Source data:
- Opening Delimiter -
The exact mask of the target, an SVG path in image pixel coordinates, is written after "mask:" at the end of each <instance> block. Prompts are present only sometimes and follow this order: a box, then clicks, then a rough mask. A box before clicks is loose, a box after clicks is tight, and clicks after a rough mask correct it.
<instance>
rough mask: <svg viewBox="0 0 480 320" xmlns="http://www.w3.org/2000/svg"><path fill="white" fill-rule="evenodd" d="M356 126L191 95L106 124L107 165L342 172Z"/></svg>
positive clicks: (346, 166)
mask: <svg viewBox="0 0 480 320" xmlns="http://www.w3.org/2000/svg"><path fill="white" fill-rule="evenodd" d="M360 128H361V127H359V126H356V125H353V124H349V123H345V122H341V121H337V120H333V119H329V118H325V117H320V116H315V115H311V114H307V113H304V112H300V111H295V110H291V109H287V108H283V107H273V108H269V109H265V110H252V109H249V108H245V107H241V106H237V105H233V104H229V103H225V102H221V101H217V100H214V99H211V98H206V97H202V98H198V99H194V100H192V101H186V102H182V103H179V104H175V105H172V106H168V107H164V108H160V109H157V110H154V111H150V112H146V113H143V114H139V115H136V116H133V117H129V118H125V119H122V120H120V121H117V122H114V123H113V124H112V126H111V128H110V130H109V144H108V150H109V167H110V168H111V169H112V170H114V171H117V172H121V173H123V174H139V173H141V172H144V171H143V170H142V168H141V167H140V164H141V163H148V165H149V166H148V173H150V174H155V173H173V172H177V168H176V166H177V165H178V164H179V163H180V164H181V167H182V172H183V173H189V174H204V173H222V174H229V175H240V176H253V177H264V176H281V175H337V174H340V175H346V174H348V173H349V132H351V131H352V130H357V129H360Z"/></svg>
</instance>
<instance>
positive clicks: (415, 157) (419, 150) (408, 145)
- Closing Delimiter -
Task goal> Retype all of the rows above verbatim, making no changes of any kind.

Result of this task>
The exact mask of the target, an SVG path in image pixel coordinates, is written after "mask:" at the end of each <instance> block. Prompts are present only sometimes and follow this order: a box, then clicks, then a rough mask. A box before clicks is loose, a box after clicks is tight, and clicks after a rough mask correct it.
<instance>
rough mask: <svg viewBox="0 0 480 320" xmlns="http://www.w3.org/2000/svg"><path fill="white" fill-rule="evenodd" d="M356 126L191 95L106 124L107 165L342 172Z"/></svg>
positive clicks: (346, 166)
mask: <svg viewBox="0 0 480 320" xmlns="http://www.w3.org/2000/svg"><path fill="white" fill-rule="evenodd" d="M360 128H361V127H359V126H356V125H353V124H349V123H345V122H341V121H337V120H333V119H329V118H325V117H320V116H315V115H311V114H307V113H304V112H300V111H295V110H291V109H287V108H283V107H273V108H269V109H265V110H252V109H249V108H245V107H241V106H237V105H233V104H229V103H225V102H221V101H217V100H214V99H211V98H206V97H202V98H198V99H194V100H192V101H186V102H182V103H179V104H175V105H172V106H168V107H164V108H160V109H157V110H154V111H150V112H146V113H143V114H139V115H136V116H133V117H129V118H125V119H122V120H120V121H117V122H114V123H113V124H112V126H111V128H110V130H109V144H108V150H109V167H110V168H111V169H112V170H114V171H117V172H121V173H123V174H139V173H141V172H144V171H143V170H142V168H141V167H140V164H141V163H148V165H149V166H148V173H150V174H155V173H173V172H177V168H176V166H177V165H178V164H179V163H180V164H181V167H182V172H183V173H189V174H204V173H222V174H229V175H240V176H253V177H264V176H281V175H337V174H340V175H346V174H348V173H349V132H351V131H352V130H357V129H360Z"/></svg>
</instance>
<instance>
positive clicks: (415, 157) (419, 150) (408, 145)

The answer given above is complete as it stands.